● What you are asked to do: Can you continue the first-person account of blood clots in the lungs that comes before the data, starting after its final sentence?

I had shortness of breath, so I bought a pulse oximeter to track my oxygen levels, and became obsessed with monitoring the ticking time bomb in my chest.

The strain on my heart was immense, one doctor explained that the clot could be likened to someone holding a thumb over the end of a hose pipe; the oxygenated blood couldn’t get past the clots properly while pressure built behind them.

By July 2019, I had to go to A&E. I had fluid in my lungs – pneumonia too – and spent a week in intensive care on high flow oxygen; so breathless even talking was an effort.

At hospital, my lungs glowed white on a CT scan as doctors – another clot had developed – and docs realised the clots had calcified, which essentially means they’d hardened and would be more difficult to clear. I underwent a raft of treatments but they just wouldn’t budge.

● Supplied information:

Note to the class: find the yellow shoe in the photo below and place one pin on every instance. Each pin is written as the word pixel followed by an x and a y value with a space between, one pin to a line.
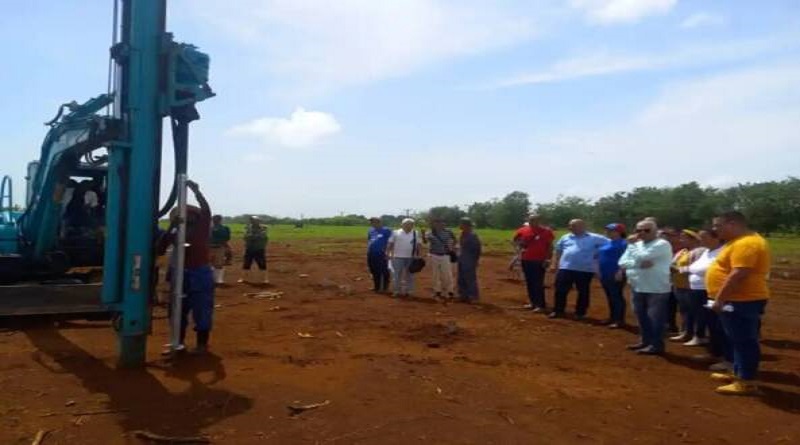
pixel 722 377
pixel 739 388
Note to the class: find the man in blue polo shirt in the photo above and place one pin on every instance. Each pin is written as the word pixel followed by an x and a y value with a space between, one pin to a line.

● Solved exercise:
As a result of the PE, I was eventually diagnosed with chronic thromboembolic pulmonary hypertension (CTEPH), which was a very rare development for a 23-year-old like me.

That August, it was decided I needed a dangerous operation called a pulmonary thromboendarterectomy but there was a six month waiting list.

The complex and highly-skilled surgery had only been performed 2000 times in the UK, it was high risk – there’s a 4% mortality rate, meaning one in every 25 people don’t survive the operation.

It involved specialists lowering my heart rate and keeping my brain at 20 degrees for 20 minutes, and this would be repeated for each lung. 

My jaw dropped as they explained that surgeons would drain all the blood from my system, allowing them to suck the clots from my lungs before bringing me back to life. 

Essentially, they would have to kill me to save me.

I was terrified of the risks involved but, if left untreated, the clots would kill me eventually. I had to take the chance – I had to survive for my boys.

In February 2020, the night before the pioneering surgery at Royal Papworth Hospital, I made video messages for Leo and Arthur in case I didn’t make it. I fought back tears as I told them how proud I am to be their mummy.  

I kissed the boys goodbye, fearful I’d never see them again, but determined to be brave for them.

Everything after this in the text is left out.